### Tarefa proposta 1
Na entrevista, resuma em forma de lista o parágrafo que começa com "É um delírio, um delírio absoluto", mantendo os fatos principais.
### Tarefa proposta 2
Segundo o entrevistado, em que situação financeira está a editora Três?
### Tarefa proposta 3
Prossiga a entrevista a partir da última frase apresentada.

### Texto da entrevista
+--
Claro. Basta olhar para o ministro Luiz Fux para logo concluir que se trata de um imbecil. Há pessoas que trazem no rosto a consistência moral e intelectual, a mostram de uma maneira desabrida. Pensa no caso (Cesare) Battisti e como se portou esse Supremo Tribunal Federal… Coisa grotesca, mostrando uma ignorância das coisas do mundo total.

Um erro, então, que começou dentro do próprio governo Lula.

Total, começa no Tarso Genro e chega ao Lula, que cometeu um erro gravíssimo. Não tem nada a ver comparar Battisti com aqueles nossos poucos, mas certamente corajosos, guerrilheiros. Battisti queria derrubar um Estado de Direito, enquanto os nossos queriam devolver o Brasil a um Estado de Direito. Exatamente o caminho oposto.

O questionamento, me parece, foi à forma como se deu o julgamento dele na Itália.
Imagine, ele teve os melhores juristas italianos. É que os franceses tiveram um idiota que se chamava François Miterrand, inventor de uma lei pela qual quem fosse terrorista encontraria guarida na França. Uma besteira! Além de tudo, ele, Miterrand, era outro hipócrita, um socialista de fancaria, de mentira.

Voltando à questão de sua trajetória como criador de alguns dos principais veículos impressos do País, um marco, sem dúvida, foi a criação da revista Veja..
Sim, mas a minha Veja…

Hoje, o senhor lê a Veja?
Não. Às vezes me divirto olhando a capa e sempre tem quem me informa sobre um editorial, algo assim.

Mudou, em relação à época do senhor, inclusive quanto ao estilo?
É um delírio, um delírio absoluto. Havia um contrato com os Civita, na minha época, no qual constava que eles definiam o tipo de revista que queriam, mas depois seriam leitores da revista. A discussão seria sempre a posteriori, nunca a priori, ou seja, não poderiam influenciar a pauta e coisa e tal. O Victor Civita cumpriu essa cláusula durante todo o tempo, ele tinha sua falta de escrúpulo, eventualmente, mas, ao mesmo tempo, era um fazedor, era um homem de realizações, um empresário dedicado. Quanto aos filhos, um era bastante claro em relação às suas pretensões, mas não se metia, enquanto o outro, o Roberto, era metidíssimo e calhorda.

Com relação à Isto É, outra revista que o senhor criou, qual o sentimento que há ainda hoje?
A Isto É tenta sobreviver, mas a editora Três está carregada de dívidas, uma coisa monstruosa.
+--
### Trechos da listagem
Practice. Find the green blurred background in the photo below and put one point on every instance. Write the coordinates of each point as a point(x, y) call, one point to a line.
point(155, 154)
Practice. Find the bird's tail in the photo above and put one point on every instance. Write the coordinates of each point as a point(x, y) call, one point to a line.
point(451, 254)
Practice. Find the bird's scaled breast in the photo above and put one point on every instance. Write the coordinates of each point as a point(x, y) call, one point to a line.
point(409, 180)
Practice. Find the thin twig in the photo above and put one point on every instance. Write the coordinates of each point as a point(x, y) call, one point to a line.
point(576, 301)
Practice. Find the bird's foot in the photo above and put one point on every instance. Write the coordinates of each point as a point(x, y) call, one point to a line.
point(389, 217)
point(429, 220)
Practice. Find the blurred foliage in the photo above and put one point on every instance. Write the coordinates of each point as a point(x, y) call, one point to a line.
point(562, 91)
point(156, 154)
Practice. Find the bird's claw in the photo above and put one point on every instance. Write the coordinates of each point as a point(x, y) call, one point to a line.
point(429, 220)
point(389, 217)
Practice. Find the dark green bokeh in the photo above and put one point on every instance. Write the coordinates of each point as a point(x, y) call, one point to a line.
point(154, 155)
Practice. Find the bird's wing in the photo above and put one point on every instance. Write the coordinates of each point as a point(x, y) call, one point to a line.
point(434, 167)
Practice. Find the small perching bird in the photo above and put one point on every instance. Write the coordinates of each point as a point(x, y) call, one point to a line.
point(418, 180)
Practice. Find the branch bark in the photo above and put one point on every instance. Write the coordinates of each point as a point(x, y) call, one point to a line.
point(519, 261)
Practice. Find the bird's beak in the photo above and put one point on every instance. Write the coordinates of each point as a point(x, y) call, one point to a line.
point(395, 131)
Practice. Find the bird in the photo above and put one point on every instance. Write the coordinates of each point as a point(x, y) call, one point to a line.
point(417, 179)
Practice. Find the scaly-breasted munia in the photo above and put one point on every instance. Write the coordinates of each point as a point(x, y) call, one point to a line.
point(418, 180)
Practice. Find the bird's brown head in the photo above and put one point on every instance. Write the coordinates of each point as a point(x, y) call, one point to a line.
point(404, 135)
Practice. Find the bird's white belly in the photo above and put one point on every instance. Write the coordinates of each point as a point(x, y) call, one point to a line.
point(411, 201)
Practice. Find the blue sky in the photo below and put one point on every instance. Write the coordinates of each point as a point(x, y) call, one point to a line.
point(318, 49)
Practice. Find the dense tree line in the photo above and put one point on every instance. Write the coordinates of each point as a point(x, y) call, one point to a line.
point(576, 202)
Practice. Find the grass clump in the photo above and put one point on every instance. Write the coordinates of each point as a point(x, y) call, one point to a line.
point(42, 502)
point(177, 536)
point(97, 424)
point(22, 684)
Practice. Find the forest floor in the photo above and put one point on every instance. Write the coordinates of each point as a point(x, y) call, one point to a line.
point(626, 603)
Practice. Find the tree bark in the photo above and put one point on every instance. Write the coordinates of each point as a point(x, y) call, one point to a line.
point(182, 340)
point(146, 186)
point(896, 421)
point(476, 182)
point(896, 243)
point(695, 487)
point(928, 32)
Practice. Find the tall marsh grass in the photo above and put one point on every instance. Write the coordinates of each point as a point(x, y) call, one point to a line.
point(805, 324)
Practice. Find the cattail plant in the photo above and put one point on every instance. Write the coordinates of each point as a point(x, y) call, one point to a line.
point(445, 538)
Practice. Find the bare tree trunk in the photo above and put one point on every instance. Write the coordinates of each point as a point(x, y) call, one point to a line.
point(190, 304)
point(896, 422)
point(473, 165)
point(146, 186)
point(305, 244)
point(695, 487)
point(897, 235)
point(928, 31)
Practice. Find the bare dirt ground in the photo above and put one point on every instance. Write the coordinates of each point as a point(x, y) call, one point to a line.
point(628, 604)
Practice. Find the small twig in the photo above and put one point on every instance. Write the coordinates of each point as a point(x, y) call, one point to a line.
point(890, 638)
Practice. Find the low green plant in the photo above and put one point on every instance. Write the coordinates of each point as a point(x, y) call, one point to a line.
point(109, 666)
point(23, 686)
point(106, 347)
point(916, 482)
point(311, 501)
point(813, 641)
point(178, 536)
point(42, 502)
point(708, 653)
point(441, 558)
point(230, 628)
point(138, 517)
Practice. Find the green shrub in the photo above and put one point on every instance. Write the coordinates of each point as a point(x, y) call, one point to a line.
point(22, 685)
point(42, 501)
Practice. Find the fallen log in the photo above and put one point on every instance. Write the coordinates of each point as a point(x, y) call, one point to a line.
+--
### Resultado 1
- A Veja de hoje é, para o entrevistado, um delírio absoluto.
- Na época dele, um contrato com os Civita previa que eles definissem o tipo de revista e depois fossem apenas leitores.
- A discussão seria sempre a posteriori, sem influência sobre a pauta.
- Victor Civita cumpriu essa cláusula o tempo todo. Às vezes tinha falta de escrúpulo, mas era um empresário dedicado e realizador.
- Um dos filhos deixava claras suas pretensões, mas não se metia. O outro, Roberto, era metidíssimo e calhorda.

### Resultado 2
Está carregada de dívidas, uma coisa monstruosa.

### Resultado 3
Com efeitos sobre a qualidade editorial?
Sem dúvida, sem dúvida, afeta muito. A Isto É tem uma posição ambígua, digamos, não é o delírio da Veja, não é a mesma coisa. Mais próxima da Veja tem a Época, como postura ideológica.

O senhor avalia que o Brasil vive um processo de imbecilização. No que é que consiste isso e, por outro lado, o fenômeno é nosso, nacional, ou tem âmbito mundial?
É um fenômeno mundial, acho, embora aqui seja mais acentuado porque a senzala continua de pé e os moradores da senzala apresentam uma certa diferença, em termos culturais. Nosso povo é especialmente ignorante. Não existem povos melhores ou piores e, lhe digo mais, a tragédia é que o Brasil poderia ser o paraíso terrestre. Acho, sinceramente, porque não existe no mundo um País tão favorecido pela natureza. A nossa elite é culpada, sim, muito culpada, pelo atraso que começa nesse ponto, exatamente, na permanência da Casa Grande e da Senzala, que é a herança de três séculos e meio de escravidão. Uma herança terrível, visível, tangível, você toca nisso diariamente. É doloroso porque o Brasil poderia ser o paraíso terrestre. As nossas circunstâncias históricas sempre foram ruins por causa de uma elite calhorda, prepotente, feroz, vulgar, ignorante, primária. É isso.

Produção literária
“O que realmente mudou minha visão do jornalismo foi a ditadura, com a censura”

No total, já são cinco livros de autoria do escritor Mino Carta. O primeiro deles, “Histórias da Mooca, Com as Bênçãos de San Gennaro”, é de 1982. Depois, na sequência, vieram “O Restaurante Fasano e a Cozinha de Luciano Boseggia”, de 1996,”O Castelo de Âmbar”, de 2000, “A Sombra do Silêncio “, de 2003, e, agora em 2013, “O Brasil”. Como estilo, nos romances, mistura ficção e realidade sem grande esforço para esconder a possível inspiração de muitos dos seus personagens.

Perfil
Demetrio Giuliano Gianni Carta nasceu na cidade italiana de Gênova, em 6 de setembro de 1933, filho de Gianino Carta, jornalista e professor de História da Arte, e de Clara Carta, escritora. Vestia calças curtas quando, em 1946, chegou a São Paulo com os pais. Chegou a cursar Direito da Universidade de São Paulo (USP), mas não concluiu o curso. Dirigiu as equipes de criação da Quatro Rodas (1960), Jornal da Tarde (1966), Veja (1968) e CartaCapital (1994). Foi, ainda, diretor de redação das revistas Senhor (1982), IstoÉ/Senhor (1988) e IstoÉ (1989). O único jornal que ajudou a fundar e não prosperou foi o Jornal da República (1979). É autor dos livros “O Castelo de Âmbar” (2000), “A Sombra do Silêncio” (2003), “Histórias da Mooca, Com as Bênçãos de San Gennaro” (1982), “O Restaurante Fasano e a Cozinha de Luciano Boseggia”, em parceria com Rogério Fasano (1996) e “O Brasil” (2013). Ganhou dois Prêmios Esso de Jornalismo, em 1964 e 1968. Dedica-se também à pintura, desde 1954.

Cerca de 150 pessoas foram ao lançamento do novo livro de Mino Carta em Fortaleza, em abril, no auditório do Centro Cultural Dragão do Mar.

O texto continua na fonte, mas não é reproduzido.